### What you need to do
Exact copies of all the records below should be returned.

----

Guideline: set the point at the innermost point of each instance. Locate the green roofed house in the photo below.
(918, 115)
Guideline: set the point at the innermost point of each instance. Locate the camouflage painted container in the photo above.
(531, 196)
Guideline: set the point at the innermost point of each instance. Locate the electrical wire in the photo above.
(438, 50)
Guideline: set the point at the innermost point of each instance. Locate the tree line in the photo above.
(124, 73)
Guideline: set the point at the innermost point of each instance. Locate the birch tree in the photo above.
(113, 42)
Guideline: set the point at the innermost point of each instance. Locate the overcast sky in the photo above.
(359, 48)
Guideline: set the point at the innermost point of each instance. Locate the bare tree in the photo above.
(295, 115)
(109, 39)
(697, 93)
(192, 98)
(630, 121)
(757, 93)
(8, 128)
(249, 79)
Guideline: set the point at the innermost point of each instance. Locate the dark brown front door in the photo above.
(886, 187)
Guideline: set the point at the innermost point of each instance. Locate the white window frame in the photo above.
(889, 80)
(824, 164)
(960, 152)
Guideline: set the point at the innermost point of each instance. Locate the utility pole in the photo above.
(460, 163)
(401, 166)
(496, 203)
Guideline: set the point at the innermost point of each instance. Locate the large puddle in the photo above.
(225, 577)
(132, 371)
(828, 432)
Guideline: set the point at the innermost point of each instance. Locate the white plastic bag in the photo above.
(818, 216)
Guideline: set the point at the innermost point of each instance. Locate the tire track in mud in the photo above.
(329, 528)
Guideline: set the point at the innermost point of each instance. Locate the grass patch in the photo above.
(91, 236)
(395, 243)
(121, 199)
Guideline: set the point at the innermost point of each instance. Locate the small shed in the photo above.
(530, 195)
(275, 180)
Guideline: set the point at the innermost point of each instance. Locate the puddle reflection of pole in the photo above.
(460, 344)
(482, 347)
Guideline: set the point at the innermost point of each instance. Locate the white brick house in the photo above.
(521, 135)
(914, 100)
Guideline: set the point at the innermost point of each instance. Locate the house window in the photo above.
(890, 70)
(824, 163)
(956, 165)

----

### Result below
Guideline: set the point at the innermost point of each instance. Locate the green roofed house in the photo below.
(918, 115)
Guideline: set the point at the innermost point of each instance. Locate the camouflage painted container in the photo above.
(531, 196)
Guideline: set the point at the innermost point of each instance. Locate the electrical wire in the photo above.
(438, 50)
Guideline: set the point at the innermost point of each instance. Locate the tree line in the photo above.
(124, 73)
Guideline: set the point at the innermost point of each instance. Locate the birch tree in the photo above.
(113, 42)
Guideline: set the point at the innermost point of each instance. Locate the overcast sky in the photo above.
(359, 48)
Guideline: set the point at the innermost point of each instance. Locate the bare tree in the photo above.
(295, 115)
(109, 39)
(697, 93)
(192, 98)
(630, 121)
(757, 93)
(8, 128)
(249, 79)
Guideline: set the point at the innermost point of each instance. Locate the dark brown front door in the photo above.
(886, 187)
Guideline: set the point at the innermost point of each instance. Locate the white window frame in the photo above.
(889, 80)
(824, 164)
(960, 152)
Guideline: set the point at the innermost point of each instance. Locate the utility pole in the photo above.
(460, 163)
(401, 166)
(496, 203)
Guideline: set the point at the innermost point of each instance. Locate the large puddle in the photo above.
(225, 577)
(132, 371)
(828, 432)
Guideline: set the point at the innermost point of each instance. Locate the white plastic bag in the photo above.
(818, 216)
Guideline: set the point at the innermost point of each instance. Locate the tire track in mud in the photo above.
(329, 528)
Guideline: set the point at the innermost point of each instance. Locate the grass patch in the photo above.
(91, 236)
(395, 243)
(121, 199)
Guideline: set the point at the innermost point of each instance. Locate the small shed in the photo above.
(530, 195)
(275, 180)
Guideline: set the point at the innermost point of each instance. Locate the puddle reflection of pole in the photo above.
(460, 344)
(482, 347)
Guideline: set the point at the innermost point of each instance. Locate the white brick house in the photo above.
(521, 135)
(914, 100)
Guideline: set the point at the innermost point of each instance. Locate the house window in the photo above.
(890, 70)
(824, 163)
(956, 165)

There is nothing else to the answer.